Welcome to life in the Fear Free Zone, a place where Goldilocks has just been installed as Ruler for Life, a place where the time is and always will be the New Era, a place where the economic textbooks have been rewritten to justify the prevailing mood, and a place where banishment is the punishment doled out to those who dare to use the V (aluations) word.

Welcome to the latest chapter in the decade's longest running show, The Great Bull Market of the '90's, a chapter which opened as expected with the FOMC raising rates by 25 basis points and moving to a neutral bias, with the added twist of a 25 basis point hike in the discount rate thrown in for good measure.

Welcome to a world where complacency has gone off the top end of the scale, where the wall of worry has evaporated, and where all of the good news is already discounted. In short, welcome to a world where, in the short term, momentum and crowd euphoria are strong enough to carry stocks to new absurdities of valuation, but where, in the longer term, the cheers are likely to be replaced by the ominous hissing sound of air escaping from a bubble as euphoria runs headlong into the unexpected.

The Fed did as expected, and the stock market answered with the expected, a powerful rally borne of relief and complacency that carried the S&P 500 and NASDAQ Composite to new records.  For the NASDAQ, it was but one of a string of recent new highs, for the S&P 500, it was the first new record in nearly 5 months.  The Dow Industrials, while failing to participate in the day's round of record setting closing highs, did manage to break above resistance at 10860, setting the stage for it too to reach for the heavens in the not too distant future.

The current euphoric state of investors could very well set off a broad based short-term rally that carries the market well past its old highs, but the future is unlikely to be nearly as bright for the effervescent U.S. equity market.

Although an equity market valued at more than 1.6 times GDP is more than a concern, valuation levels will not be the pin that pricks the bubble.  While we would have no qualms in placing a bet that the current stratospheric P/E ratios of market darlings Applied Materials (60.6), Cisco Systems (136.2), General Electric (43.6), Home Depot (55.4), Lucent Technologies (70.4), Microsoft (61.4), and Sun Microsystems (99.7), will be significantly lower and perhaps cut in half a year from now, these valuation levels will not be the downfall of euphoria.

No, rather euphoria is likely to die because of a certain incompatibility that has developed in the marketplace: an incompatibility between  the current belief that the Fed's job is done, and soaring stock prices and falling bond yields.  The Fed's job can not be considered to be complete until the economic imbalances that prompted its first rate hike have eased.

Perhaps the key phrase from the FOMC's policy announcement to keep in mind going forward is "the expansion of activity continues in excess of the economy's growth potential". Although the market is celebrating what it believes to be the end of the current rate hike cycle, further rate hikes can not be ruled out as long as the current conditions of unsustainable above capacity growth and labor market tightness continue.

With the wealth effect still very much alive and closely correlated to the direction of stock prices and to a lesser degree interest rates, as the recent  rises in consumer sentiment and mortgage applications that occurred simultaneously with a sharp stock market rally and a steep drop in long term interest rates shows, it is unlikely that a scenario of "no more rate hikes" will be able to coexist with a continuation of the recent rallies in the stock and bond markets.

# [STATED GOAL A]
Please output the stretch of the market commentary from "Welcome to life" through "V (aluations) word.", word for word.
The market commentary and the listing are unrelated pieces of material.

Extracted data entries
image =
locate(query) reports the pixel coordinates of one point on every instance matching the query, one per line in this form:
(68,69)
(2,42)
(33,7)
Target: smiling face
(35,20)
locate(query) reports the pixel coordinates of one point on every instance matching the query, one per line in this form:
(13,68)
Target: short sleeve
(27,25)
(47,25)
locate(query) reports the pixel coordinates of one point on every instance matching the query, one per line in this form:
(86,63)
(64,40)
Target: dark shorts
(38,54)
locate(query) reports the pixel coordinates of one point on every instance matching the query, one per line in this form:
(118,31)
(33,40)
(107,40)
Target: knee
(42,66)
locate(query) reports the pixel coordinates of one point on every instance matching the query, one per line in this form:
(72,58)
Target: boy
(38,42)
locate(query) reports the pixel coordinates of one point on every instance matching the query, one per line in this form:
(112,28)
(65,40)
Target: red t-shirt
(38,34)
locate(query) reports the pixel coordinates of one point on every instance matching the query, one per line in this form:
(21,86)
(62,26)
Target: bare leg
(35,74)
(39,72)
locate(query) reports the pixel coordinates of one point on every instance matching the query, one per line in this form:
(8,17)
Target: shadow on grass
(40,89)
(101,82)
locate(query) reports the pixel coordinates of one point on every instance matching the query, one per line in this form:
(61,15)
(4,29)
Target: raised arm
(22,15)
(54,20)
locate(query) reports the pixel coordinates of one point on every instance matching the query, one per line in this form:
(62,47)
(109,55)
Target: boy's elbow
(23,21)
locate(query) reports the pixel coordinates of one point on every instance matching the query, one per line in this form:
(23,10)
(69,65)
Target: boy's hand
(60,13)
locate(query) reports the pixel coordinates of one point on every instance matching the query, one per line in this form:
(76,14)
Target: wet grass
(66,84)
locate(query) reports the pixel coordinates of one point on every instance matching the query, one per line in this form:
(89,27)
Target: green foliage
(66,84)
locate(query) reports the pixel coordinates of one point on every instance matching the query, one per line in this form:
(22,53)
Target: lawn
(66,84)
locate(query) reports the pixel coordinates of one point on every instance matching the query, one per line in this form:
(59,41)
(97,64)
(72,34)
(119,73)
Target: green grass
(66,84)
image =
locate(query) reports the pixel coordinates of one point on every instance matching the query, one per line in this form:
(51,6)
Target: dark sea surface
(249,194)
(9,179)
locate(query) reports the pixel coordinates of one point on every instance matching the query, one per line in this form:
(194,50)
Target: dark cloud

# [STATED GOAL B]
Show each line of the listing that contains the string "grass".

# [TASK ANSWER A]
Welcome to life in the Fear Free Zone, a place where Goldilocks has just been installed as Ruler for Life, a place where the time is and always will be the New Era, a place where the economic textbooks have been rewritten to justify the prevailing mood, and a place where banishment is the punishment doled out to those who dare to use the V (aluations) word.

# [TASK ANSWER B]
Target: shadow on grass
Target: wet grass
Target: green grass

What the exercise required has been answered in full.